HAND DELIVERED Mr. Jerry Tillett Legal Counsel to the President Pro Tempore Room 2007 Legislative Building Raleigh, North Carolina 27601-2808

Re: Advisory Opinion; Action necessary for a bill to become law; Article II, §22 of the North Carolina Constitution

Dear Jerry:

You ask our opinion on the status of five bills that passed third reading in both the Senate and House, were ordered enrolled, and were assigned ratified numbers. The bills inadvertently were not signed by the President of the Senate and the Speaker of the House before adjournment.

For reasons which follow, we believe none of these bills may become law until ratified in an extra or regular session of the General Assembly.

The North Carolina Constitution sets forth the procedure which must be followed for a bill to become law. "All bills and resolutions of a legislative nature shall be read three times in each house before they become laws, and shall be signed by the presiding officers of both houses." (Emphasis added). Article II, §22, North Carolina Constitution. The Constitution does not address when bills "shall be signed by the presiding officers." However, our Supreme Court has addressed this question. In a decision handed down in 1879 interpreting a provision similar to Article II, §22, the Court concluded that the Constitution requires that the signatures of the presiding officers must be affixed during the session and prior to adjournment.

- Exercise prompt -
List each step the advisory opinion letter says the five bills had already completed before adjournment.

- Data entries -
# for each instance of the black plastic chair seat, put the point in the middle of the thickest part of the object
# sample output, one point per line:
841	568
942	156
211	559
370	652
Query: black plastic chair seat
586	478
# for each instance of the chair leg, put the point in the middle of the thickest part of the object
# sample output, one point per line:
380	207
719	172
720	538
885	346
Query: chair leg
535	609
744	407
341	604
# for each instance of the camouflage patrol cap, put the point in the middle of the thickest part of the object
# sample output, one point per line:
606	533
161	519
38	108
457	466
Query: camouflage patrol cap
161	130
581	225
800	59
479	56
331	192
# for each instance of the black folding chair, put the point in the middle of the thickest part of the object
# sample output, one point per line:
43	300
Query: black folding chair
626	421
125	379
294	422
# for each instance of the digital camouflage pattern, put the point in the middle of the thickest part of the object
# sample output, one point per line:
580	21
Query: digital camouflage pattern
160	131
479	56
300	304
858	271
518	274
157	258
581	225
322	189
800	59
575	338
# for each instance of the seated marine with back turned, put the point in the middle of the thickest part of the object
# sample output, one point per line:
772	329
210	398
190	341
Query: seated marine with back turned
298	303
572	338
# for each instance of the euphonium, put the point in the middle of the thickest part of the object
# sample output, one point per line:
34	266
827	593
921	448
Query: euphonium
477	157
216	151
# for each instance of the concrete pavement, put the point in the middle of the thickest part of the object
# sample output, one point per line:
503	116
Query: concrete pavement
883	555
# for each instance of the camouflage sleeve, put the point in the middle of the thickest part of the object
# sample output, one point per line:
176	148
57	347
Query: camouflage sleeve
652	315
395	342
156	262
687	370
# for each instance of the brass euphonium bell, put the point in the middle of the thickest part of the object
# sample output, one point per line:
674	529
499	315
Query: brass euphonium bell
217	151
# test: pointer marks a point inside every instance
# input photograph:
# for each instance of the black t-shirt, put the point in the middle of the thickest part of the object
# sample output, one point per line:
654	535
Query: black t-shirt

- Result of the exercise -
- Passed third reading in both the Senate and House
- Were ordered enrolled
- Were assigned ratified numbers